**Task statement**
Print every line of the records below exactly as it reads.

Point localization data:
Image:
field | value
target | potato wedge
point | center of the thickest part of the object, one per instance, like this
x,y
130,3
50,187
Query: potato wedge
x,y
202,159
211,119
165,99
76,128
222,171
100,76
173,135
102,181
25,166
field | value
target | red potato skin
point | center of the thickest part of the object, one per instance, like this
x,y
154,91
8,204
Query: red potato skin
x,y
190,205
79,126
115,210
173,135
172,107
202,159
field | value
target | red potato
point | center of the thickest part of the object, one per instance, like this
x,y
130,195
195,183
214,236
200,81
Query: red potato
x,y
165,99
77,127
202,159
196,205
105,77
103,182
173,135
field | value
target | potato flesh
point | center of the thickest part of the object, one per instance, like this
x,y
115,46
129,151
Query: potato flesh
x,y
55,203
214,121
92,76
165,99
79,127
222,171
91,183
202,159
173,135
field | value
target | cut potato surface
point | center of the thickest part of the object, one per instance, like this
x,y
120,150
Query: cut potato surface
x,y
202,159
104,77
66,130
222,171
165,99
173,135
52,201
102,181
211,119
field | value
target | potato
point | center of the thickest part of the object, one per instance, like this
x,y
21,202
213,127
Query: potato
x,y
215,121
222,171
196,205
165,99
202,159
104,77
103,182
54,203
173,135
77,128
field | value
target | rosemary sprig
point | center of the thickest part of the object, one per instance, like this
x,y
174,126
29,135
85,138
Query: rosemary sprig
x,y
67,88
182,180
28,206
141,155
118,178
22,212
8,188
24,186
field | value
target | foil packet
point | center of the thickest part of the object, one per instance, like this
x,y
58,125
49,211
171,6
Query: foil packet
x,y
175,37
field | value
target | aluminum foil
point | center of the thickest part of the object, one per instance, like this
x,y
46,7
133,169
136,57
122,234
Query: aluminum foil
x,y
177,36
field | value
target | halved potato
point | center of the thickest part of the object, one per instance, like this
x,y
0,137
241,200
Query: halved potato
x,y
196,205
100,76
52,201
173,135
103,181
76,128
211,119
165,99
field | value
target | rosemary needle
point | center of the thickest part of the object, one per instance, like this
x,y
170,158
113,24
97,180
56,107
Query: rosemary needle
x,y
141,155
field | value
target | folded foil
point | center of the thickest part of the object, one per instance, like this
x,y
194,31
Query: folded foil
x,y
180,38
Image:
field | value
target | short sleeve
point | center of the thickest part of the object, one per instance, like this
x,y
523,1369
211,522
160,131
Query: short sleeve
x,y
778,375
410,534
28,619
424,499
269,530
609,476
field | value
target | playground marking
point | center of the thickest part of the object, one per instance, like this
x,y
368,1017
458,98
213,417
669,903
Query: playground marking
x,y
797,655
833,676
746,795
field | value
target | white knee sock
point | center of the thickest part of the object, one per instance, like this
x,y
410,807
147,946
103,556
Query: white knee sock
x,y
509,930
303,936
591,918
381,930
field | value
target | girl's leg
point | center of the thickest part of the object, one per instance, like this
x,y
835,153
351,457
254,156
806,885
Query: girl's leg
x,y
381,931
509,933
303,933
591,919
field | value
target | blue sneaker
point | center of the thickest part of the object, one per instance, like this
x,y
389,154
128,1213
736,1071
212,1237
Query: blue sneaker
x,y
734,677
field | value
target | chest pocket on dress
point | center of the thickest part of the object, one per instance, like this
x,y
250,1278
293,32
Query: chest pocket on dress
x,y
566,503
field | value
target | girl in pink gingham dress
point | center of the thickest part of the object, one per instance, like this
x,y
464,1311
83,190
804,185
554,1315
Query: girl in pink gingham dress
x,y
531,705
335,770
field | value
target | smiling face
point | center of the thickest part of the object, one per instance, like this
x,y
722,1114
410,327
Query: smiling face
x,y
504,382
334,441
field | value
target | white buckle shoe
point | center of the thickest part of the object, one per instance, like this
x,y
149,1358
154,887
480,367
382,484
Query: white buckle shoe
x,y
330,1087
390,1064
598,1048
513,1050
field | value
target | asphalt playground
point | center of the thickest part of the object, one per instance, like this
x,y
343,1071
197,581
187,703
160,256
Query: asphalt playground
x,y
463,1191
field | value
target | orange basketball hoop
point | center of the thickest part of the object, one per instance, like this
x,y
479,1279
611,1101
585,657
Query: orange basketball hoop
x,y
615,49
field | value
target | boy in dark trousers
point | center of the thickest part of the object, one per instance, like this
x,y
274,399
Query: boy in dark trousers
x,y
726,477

**Expected output**
Image:
field | value
target | potato wedge
point | center of the thickest part of the object, one per instance, like this
x,y
130,3
50,187
Query: potato wedge
x,y
202,159
211,119
165,99
76,128
222,171
100,76
173,135
102,181
25,166
field | value
target | red potato skin
point | center of the thickest part of the object, one per instance, like this
x,y
154,91
8,204
Query: red potato skin
x,y
190,205
79,126
115,210
173,135
172,107
202,159
field | value
target | red potato
point | center of the thickest part of the object, one per instance, like this
x,y
130,195
195,183
214,236
200,81
Query: red potato
x,y
165,99
77,127
202,159
196,205
105,77
103,182
173,135
field | value
target | potato flesh
point | center of the thickest part of the object, one per instance, like this
x,y
115,46
129,151
Query: potato flesh
x,y
55,203
214,121
92,76
165,99
79,127
222,171
91,183
202,159
173,135
field | value
target | cut potato surface
point | center of the thickest part of the object, one per instance, like this
x,y
120,150
Query: cut potato surface
x,y
202,159
104,77
66,130
222,171
165,99
173,135
52,201
102,181
211,119
field | value
target | potato
point | center of the thickest part of the object, one per instance, like this
x,y
21,202
213,127
Query: potato
x,y
215,121
222,171
196,205
165,99
202,159
104,77
103,182
54,203
173,135
77,128
field | value
target | rosemary sprig
point | center of the thickest part of the object, one per instance, like this
x,y
174,126
29,135
85,138
Query: rosemary sprig
x,y
67,88
182,180
28,206
141,155
118,178
22,212
8,188
24,186
field | value
target | foil packet
point | center of the thickest part of the object, one per instance, like this
x,y
58,125
49,211
171,6
Query: foil packet
x,y
175,37
field | value
target | aluminum foil
point | center of the thickest part of the object, one per instance, like this
x,y
46,7
133,169
136,57
122,234
Query: aluminum foil
x,y
177,36
field | value
target | halved potato
point | center of the thickest part of the object, one per instance, like this
x,y
0,137
241,200
Query: halved potato
x,y
196,205
100,76
52,201
173,135
103,181
76,128
211,119
165,99
field | value
target | rosemary needle
point | center of the thickest part of the object, one per instance, like this
x,y
170,158
113,24
97,180
56,107
Query: rosemary needle
x,y
141,155
field | value
target | folded foil
point | center of the thickest part of the object, one per instance, like this
x,y
194,31
Query: folded foil
x,y
180,38
Image:
field | value
target | short sleeve
point | center of the thickest part of the object, one per instance, like this
x,y
523,1369
211,522
160,131
Query: short sleeve
x,y
778,375
410,534
28,619
424,499
269,530
609,476
field | value
target | playground marking
point | center of the thickest part of the object, one per instance, like this
x,y
368,1017
458,98
213,417
669,903
Query: playground marking
x,y
797,655
833,676
746,795
field | value
target | white knee sock
point | center of the thickest part of the object, one per instance, like this
x,y
410,807
147,946
103,556
Query: white knee sock
x,y
509,930
303,936
591,918
381,930
field | value
target | girl's leg
point | center of the thickest part of the object, one per instance, like this
x,y
835,153
351,457
254,156
806,885
Query: girl's leg
x,y
381,931
509,933
303,933
591,919
field | value
target | blue sneaker
point | center of the thickest part of the object, one per instance, like this
x,y
389,154
128,1213
736,1071
212,1237
Query: blue sneaker
x,y
734,677
field | value
target | chest pocket on dress
point | center of the thickest part of the object, one per instance, like this
x,y
250,1278
293,32
Query: chest pocket on dress
x,y
566,503
field | value
target | girl in pink gingham dress
point | center of the thickest part of the object, one per instance, like this
x,y
464,1311
83,190
804,185
554,1315
Query: girl in pink gingham dress
x,y
531,705
335,770
field | value
target | smiling face
point | center of the thickest part of the object, one per instance, like this
x,y
722,1114
410,327
Query: smiling face
x,y
504,382
334,441
field | value
target | white buckle shoe
point | center of the thickest part of the object, one per instance, like this
x,y
149,1358
154,887
480,367
382,484
Query: white buckle shoe
x,y
330,1087
390,1064
598,1048
513,1050
field | value
target | asphalt playground
point | center of the thickest part of the object, one per instance, like this
x,y
343,1071
197,581
187,703
160,256
Query: asphalt playground
x,y
463,1191
field | value
target | orange basketball hoop
point | center of the thickest part of the object, one per instance, like this
x,y
479,1279
611,1101
585,657
Query: orange basketball hoop
x,y
615,49
field | value
target | boy in dark trousers
point | center of the thickest part of the object, one per instance, like this
x,y
274,399
Query: boy in dark trousers
x,y
726,477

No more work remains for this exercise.